__PROBLEM REQUIREMENTS__
Locate every line in the data below that contains the string "fabric", and copy each of those lines.
## start MATERIAL SUPPLIED
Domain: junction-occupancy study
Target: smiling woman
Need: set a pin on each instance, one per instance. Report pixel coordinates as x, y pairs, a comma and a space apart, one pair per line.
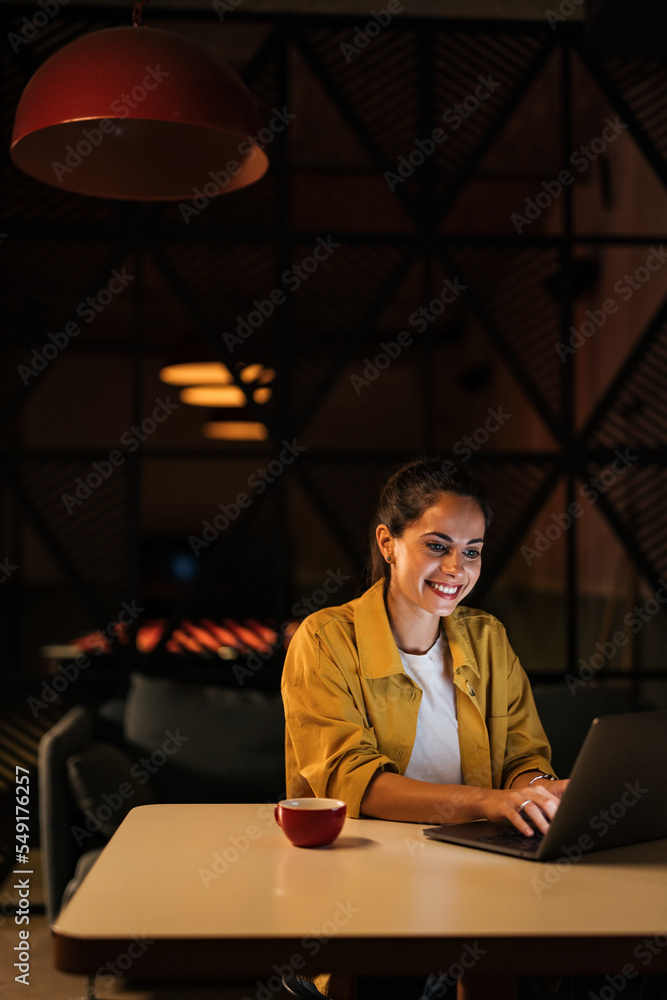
405, 704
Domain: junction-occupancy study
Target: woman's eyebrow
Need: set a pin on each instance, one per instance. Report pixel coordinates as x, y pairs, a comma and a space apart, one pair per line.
446, 538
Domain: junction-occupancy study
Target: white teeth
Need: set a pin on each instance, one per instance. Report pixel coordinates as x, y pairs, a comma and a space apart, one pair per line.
442, 588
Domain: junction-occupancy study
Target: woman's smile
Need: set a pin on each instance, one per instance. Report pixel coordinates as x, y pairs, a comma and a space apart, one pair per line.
435, 563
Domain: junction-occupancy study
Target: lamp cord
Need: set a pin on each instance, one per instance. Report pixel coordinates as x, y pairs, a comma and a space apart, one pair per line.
138, 14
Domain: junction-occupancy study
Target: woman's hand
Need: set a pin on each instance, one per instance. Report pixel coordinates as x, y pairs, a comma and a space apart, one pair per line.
518, 805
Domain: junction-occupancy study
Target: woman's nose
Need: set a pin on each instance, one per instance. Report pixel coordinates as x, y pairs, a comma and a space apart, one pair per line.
451, 563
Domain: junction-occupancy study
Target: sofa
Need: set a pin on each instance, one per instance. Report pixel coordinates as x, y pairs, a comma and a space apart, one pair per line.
167, 740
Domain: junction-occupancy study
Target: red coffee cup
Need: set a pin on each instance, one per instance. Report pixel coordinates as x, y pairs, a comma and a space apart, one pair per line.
310, 822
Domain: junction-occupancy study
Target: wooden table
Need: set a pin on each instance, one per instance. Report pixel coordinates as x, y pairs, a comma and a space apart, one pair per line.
216, 890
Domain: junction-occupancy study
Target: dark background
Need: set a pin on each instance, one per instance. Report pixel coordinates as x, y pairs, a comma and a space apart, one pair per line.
566, 416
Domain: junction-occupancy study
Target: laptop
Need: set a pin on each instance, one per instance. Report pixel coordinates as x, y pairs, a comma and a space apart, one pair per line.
617, 795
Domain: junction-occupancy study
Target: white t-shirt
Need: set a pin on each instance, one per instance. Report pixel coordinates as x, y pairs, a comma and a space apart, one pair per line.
436, 755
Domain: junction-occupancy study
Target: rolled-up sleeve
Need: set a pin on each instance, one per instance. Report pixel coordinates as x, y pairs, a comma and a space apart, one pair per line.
527, 746
331, 750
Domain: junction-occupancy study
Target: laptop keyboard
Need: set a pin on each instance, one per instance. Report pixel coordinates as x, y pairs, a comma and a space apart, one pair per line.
514, 838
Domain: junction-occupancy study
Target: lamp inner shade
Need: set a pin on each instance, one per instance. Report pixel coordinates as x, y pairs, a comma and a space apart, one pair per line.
138, 113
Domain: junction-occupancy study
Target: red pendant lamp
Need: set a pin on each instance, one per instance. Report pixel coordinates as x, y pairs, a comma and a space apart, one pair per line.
138, 113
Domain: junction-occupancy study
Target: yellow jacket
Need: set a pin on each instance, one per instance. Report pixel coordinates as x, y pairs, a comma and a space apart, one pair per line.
351, 709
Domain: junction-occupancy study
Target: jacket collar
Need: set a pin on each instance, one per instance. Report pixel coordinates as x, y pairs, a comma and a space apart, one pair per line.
378, 652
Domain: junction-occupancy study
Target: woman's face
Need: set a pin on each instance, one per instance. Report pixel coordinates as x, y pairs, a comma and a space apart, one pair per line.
437, 560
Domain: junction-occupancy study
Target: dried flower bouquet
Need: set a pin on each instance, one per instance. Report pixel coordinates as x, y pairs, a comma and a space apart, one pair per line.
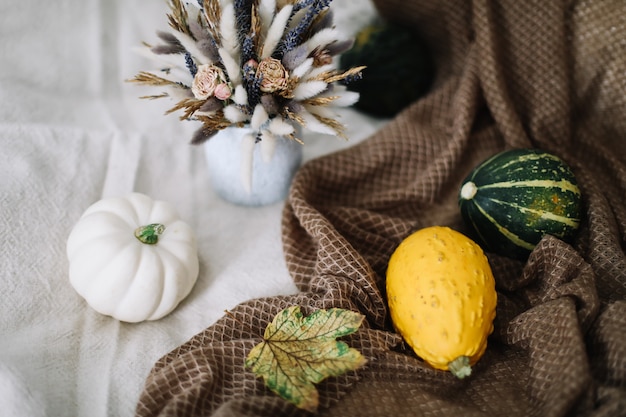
267, 64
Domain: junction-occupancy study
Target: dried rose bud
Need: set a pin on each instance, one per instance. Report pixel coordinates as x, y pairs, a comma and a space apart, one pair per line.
206, 80
222, 91
274, 75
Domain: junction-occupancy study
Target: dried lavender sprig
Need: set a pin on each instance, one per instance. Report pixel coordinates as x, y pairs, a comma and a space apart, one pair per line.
243, 13
248, 48
299, 5
191, 65
294, 36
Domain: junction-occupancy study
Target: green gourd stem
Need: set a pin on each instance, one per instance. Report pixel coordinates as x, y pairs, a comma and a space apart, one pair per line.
460, 367
468, 191
149, 234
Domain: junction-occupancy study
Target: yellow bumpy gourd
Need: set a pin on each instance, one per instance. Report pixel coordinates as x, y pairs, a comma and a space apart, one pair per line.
442, 298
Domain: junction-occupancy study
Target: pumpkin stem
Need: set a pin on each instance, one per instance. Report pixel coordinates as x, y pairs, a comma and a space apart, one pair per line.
468, 191
149, 234
460, 367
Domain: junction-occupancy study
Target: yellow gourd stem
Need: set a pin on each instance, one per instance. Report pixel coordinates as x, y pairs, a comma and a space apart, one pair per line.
149, 234
460, 367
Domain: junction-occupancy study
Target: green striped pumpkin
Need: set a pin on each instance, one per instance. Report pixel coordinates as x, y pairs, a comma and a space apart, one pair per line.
511, 200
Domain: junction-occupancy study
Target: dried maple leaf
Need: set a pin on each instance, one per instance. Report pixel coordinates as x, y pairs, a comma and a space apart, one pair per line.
298, 352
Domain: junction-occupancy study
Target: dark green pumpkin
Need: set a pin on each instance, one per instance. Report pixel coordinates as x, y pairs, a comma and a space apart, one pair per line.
513, 199
399, 68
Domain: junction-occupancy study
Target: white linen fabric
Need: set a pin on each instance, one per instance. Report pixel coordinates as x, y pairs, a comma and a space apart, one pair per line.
73, 132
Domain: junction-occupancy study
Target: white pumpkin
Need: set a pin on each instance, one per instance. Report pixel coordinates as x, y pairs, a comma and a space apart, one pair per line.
132, 258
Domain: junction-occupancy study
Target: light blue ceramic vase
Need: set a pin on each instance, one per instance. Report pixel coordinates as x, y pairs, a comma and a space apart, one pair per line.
270, 177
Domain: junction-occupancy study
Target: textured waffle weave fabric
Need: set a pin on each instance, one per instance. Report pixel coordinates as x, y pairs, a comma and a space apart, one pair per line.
535, 73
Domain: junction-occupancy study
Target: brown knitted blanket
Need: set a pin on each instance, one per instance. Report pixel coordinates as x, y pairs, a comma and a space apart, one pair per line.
532, 73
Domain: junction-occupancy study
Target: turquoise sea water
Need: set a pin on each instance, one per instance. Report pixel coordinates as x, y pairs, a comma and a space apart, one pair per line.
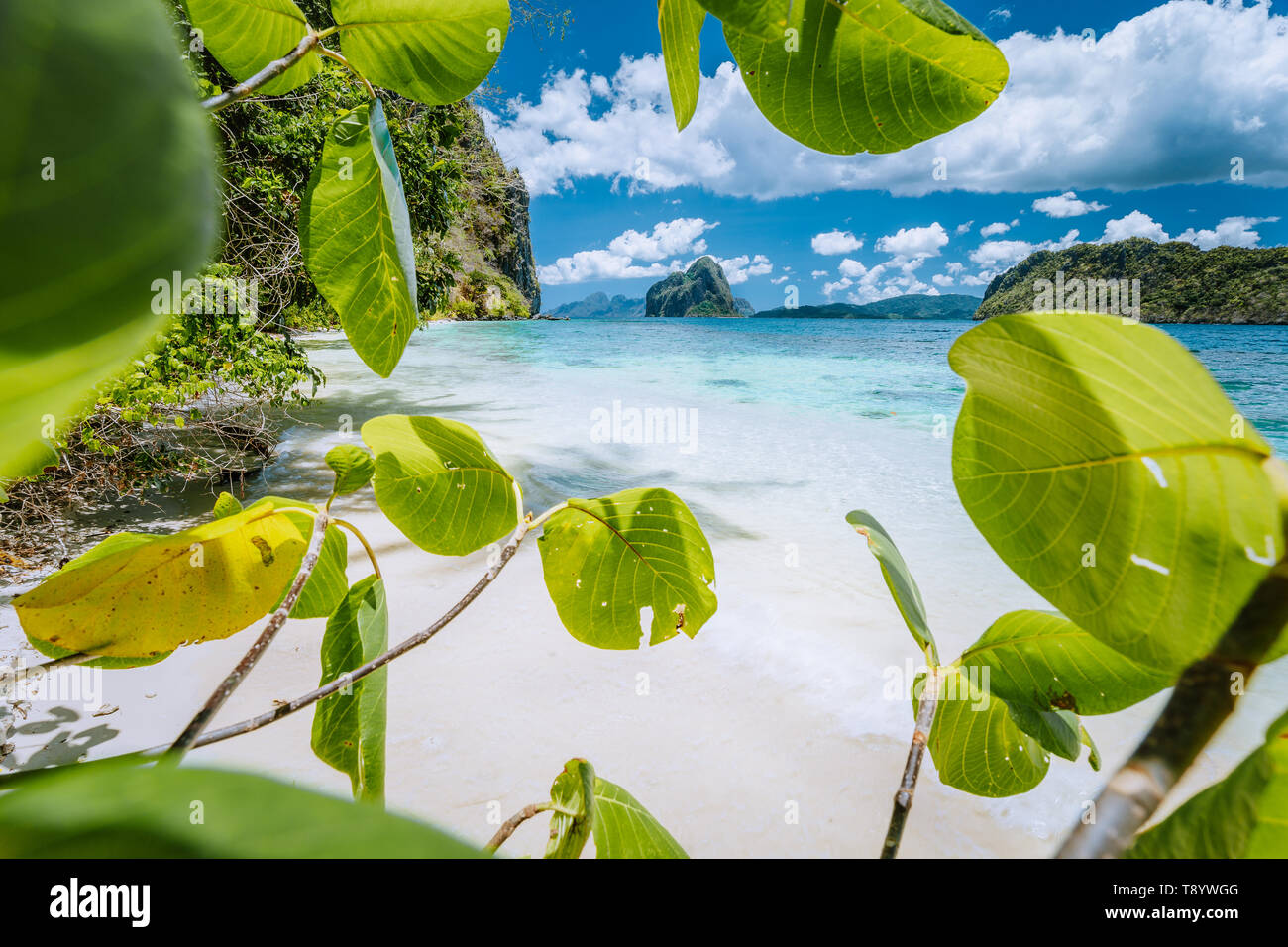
## end MATERIAL SUPPLIED
__THE COMPLETED TASK__
Target: white linen fabric
Target: textured waffle weave fabric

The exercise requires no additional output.